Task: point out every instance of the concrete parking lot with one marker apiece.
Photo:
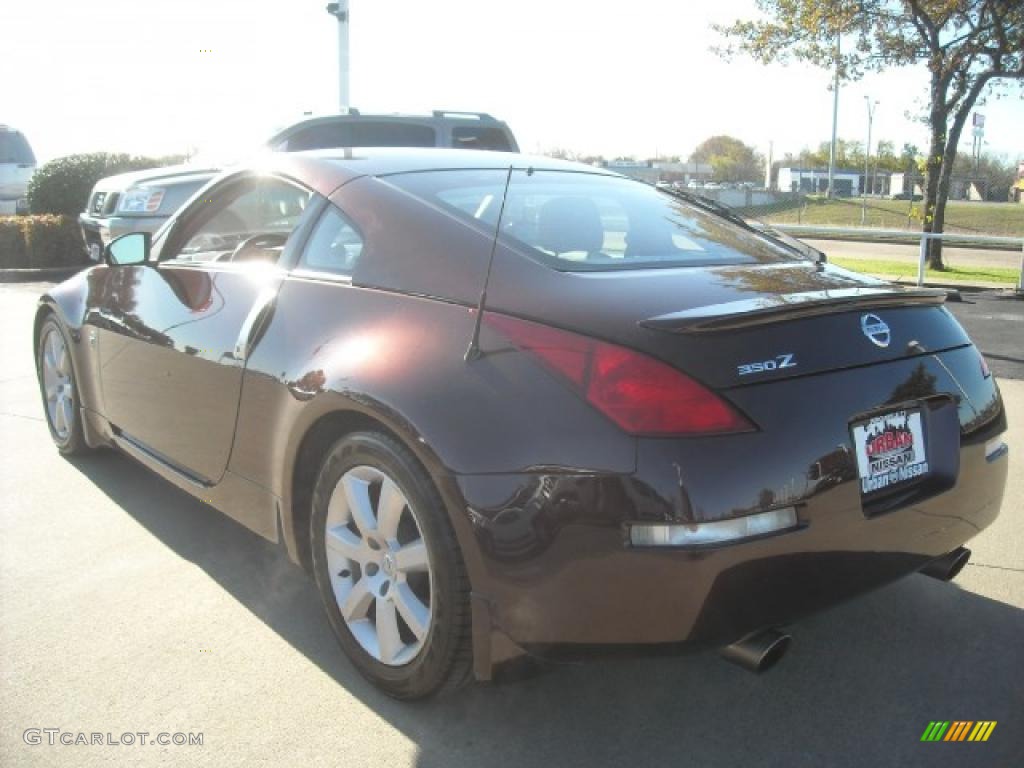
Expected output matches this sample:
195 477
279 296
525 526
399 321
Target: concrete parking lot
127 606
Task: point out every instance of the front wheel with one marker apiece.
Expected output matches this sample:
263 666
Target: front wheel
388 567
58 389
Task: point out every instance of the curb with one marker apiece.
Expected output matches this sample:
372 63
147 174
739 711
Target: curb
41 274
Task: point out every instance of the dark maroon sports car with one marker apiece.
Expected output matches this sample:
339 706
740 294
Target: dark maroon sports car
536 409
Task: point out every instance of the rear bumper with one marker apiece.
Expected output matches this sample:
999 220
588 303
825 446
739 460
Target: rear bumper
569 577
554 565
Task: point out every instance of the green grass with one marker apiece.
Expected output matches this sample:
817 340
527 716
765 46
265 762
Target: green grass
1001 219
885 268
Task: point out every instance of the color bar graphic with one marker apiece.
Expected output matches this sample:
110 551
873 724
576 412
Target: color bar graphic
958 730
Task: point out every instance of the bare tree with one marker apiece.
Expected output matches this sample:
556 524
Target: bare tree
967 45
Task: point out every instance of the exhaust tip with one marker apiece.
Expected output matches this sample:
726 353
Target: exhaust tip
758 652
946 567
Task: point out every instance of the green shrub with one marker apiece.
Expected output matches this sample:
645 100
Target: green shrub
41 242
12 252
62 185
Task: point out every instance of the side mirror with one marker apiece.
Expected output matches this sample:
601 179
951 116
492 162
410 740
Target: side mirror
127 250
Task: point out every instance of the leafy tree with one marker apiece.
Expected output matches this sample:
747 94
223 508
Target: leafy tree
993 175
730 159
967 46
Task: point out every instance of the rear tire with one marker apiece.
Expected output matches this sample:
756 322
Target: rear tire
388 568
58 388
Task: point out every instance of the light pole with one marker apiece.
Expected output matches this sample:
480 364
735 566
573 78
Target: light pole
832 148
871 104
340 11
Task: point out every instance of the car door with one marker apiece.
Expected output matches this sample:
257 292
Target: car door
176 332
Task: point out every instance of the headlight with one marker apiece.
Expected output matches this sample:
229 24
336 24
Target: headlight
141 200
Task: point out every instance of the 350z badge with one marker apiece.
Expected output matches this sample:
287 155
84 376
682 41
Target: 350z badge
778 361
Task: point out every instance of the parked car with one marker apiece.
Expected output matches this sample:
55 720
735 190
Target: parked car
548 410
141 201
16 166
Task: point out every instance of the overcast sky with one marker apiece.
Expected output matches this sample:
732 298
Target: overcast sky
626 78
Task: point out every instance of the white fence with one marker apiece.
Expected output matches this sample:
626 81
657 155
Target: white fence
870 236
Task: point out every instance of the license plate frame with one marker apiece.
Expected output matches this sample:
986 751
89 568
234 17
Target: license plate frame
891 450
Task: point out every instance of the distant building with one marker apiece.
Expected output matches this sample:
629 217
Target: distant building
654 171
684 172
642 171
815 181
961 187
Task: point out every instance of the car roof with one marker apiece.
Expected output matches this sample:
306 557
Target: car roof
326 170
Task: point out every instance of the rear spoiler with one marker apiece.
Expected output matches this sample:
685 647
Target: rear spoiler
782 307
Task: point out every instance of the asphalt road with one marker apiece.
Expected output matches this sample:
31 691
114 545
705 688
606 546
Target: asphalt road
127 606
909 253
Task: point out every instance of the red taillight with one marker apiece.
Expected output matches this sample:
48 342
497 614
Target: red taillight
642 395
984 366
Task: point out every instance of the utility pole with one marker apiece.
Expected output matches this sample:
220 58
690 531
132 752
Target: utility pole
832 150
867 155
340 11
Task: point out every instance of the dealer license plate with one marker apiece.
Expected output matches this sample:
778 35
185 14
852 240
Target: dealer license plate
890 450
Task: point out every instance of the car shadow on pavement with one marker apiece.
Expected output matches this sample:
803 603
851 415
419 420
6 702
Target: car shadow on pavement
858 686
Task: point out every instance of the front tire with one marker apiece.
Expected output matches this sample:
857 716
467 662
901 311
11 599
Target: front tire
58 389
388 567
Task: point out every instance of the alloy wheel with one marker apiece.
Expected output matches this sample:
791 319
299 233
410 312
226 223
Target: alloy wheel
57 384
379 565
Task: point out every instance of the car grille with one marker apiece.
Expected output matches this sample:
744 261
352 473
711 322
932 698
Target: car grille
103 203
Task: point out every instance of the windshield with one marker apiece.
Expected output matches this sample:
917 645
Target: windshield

● ● ● ● ● ● ●

*What you need to do*. Retype exactly, and only, the lines above from the one where "Target: front tire" occurs up to and including the one where "Task: point out every instance of the windshield" occurs.

*Output for this task*.
Target: front tire
58 389
388 567
Task: point out every instance of the alloy wheel with one marker apiece.
Expected output matches this sample:
791 319
299 233
410 312
226 223
Target: alloy wheel
57 384
379 565
Task: point out every instance of the car grille with one marker apiece.
Expected output matches this sample:
744 261
352 473
711 322
932 698
Target: car grille
103 203
Task: point out every instance of the windshield with one marker apiece.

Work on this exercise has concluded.